Work to complete |
a) According to the peanut allergy text, what share of the avoiding children had developed a peanut allergy by age 5?
b) Rewrite the peanut allergy text starting with "Peanut allergy symptoms" and going on through "of developing allergies.", swapping "parents" for "caregivers".

Exercise passage |
- - -

Peanut allergy symptoms is a hot topic among parents, and a recent study made headlines with its finding that early introduction of peanuts may help prevent the development of peanut allergy among at-risk children. This finding calls into question the advice many parents have received over the past 10-20 years to avoid highly allergenic foods during pregnancy, nursing and infancy, especially for children considered at high risk of developing allergies.
What was the new study about and what does it mean for you?
The Learning Early About Peanut Allergy (LEAP) Study: Inspired in part by the observation that children in countries where peanut is routinely introduced early (e.g., Israel) tend to have fewer allergies than those in countries where peanut introduction tends to be delayed (e.g., the U.S. and U.K.), researchers studied a group of 4-11 month old infants considered at high risk for developing a peanut allergy. After excluding any infants already allergic to peanuts, the researchers assigned half of the 600 infants to regularly consume peanut products (in specific doses on a set schedule) and half to avoid such products. By age 5, far fewer of the exposed children (3%) had developed a peanut allergy than the avoiding children (17%). Due to the high quality of the study, the findings are being hailed as a groundbreaking step in understanding food allergies and their prevention. It is important to note, however, that some children in both groups did develop allergies, demonstrating that while the controlled exposure to peanuts reduced the likelihood of developing a peanut allergy among these high-risk children, it was not a guarantee of avoiding such an allergy. So, does this mean that parents should start feeding their infants peanut butter at home? Not necessarily. First, consider your risk factors and speak with your child’s doctor.

- - -

Given records |

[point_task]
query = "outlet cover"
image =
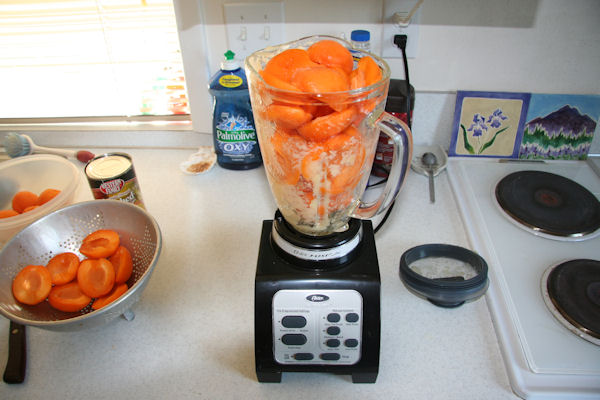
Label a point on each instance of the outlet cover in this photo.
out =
(253, 26)
(390, 29)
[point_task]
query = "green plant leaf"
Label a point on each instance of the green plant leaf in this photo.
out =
(491, 142)
(467, 145)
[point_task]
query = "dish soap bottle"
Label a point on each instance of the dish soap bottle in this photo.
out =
(234, 134)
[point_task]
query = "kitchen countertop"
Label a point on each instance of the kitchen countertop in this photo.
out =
(193, 334)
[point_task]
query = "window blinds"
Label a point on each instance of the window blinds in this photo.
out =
(89, 58)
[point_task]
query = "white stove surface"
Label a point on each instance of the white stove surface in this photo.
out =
(543, 358)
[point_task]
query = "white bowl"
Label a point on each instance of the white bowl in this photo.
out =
(35, 173)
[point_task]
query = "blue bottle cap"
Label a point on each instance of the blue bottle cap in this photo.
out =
(360, 35)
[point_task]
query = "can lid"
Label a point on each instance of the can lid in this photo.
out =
(360, 35)
(107, 166)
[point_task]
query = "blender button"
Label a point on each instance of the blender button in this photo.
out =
(303, 356)
(352, 317)
(333, 317)
(293, 321)
(329, 356)
(293, 339)
(333, 330)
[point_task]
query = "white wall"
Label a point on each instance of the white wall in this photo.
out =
(540, 46)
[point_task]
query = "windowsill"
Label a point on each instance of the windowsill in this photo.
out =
(138, 123)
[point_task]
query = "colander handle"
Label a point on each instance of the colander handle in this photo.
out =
(17, 354)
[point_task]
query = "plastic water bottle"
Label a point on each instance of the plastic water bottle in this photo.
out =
(234, 134)
(361, 40)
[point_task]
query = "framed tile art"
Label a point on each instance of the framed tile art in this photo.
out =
(488, 124)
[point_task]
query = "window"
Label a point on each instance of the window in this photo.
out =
(91, 60)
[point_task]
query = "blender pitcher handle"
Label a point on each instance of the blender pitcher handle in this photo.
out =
(401, 137)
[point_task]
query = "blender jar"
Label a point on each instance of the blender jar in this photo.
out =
(318, 146)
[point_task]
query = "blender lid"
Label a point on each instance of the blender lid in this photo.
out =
(446, 275)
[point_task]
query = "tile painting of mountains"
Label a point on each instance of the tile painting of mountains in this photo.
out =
(560, 126)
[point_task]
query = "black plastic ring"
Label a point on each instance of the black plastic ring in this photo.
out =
(445, 292)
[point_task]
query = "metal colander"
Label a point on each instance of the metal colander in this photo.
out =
(64, 230)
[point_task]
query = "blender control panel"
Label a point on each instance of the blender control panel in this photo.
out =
(317, 326)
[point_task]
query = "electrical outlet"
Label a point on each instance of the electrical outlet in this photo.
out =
(392, 28)
(253, 26)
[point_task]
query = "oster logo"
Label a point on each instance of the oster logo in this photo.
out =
(317, 298)
(113, 186)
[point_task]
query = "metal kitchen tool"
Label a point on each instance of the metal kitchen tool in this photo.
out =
(419, 166)
(429, 161)
(63, 230)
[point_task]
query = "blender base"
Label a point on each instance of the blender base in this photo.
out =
(317, 320)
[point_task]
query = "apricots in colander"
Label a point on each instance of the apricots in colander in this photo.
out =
(23, 199)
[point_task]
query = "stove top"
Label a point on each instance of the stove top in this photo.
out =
(543, 357)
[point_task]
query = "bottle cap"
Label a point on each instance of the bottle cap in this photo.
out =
(360, 35)
(229, 64)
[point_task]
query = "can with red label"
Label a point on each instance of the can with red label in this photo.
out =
(111, 176)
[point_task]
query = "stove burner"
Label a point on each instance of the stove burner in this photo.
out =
(549, 203)
(572, 293)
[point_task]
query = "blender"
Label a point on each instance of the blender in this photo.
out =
(317, 284)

- - -

Expected outputs |
a) 17%

b)
Peanut allergy symptoms is a hot topic among caregivers, and a recent study made headlines with its finding that early introduction of peanuts may help prevent the development of peanut allergy among at-risk children. This finding calls into question the advice many caregivers have received over the past 10-20 years to avoid highly allergenic foods during pregnancy, nursing and infancy, especially for children considered at high risk of developing allergies.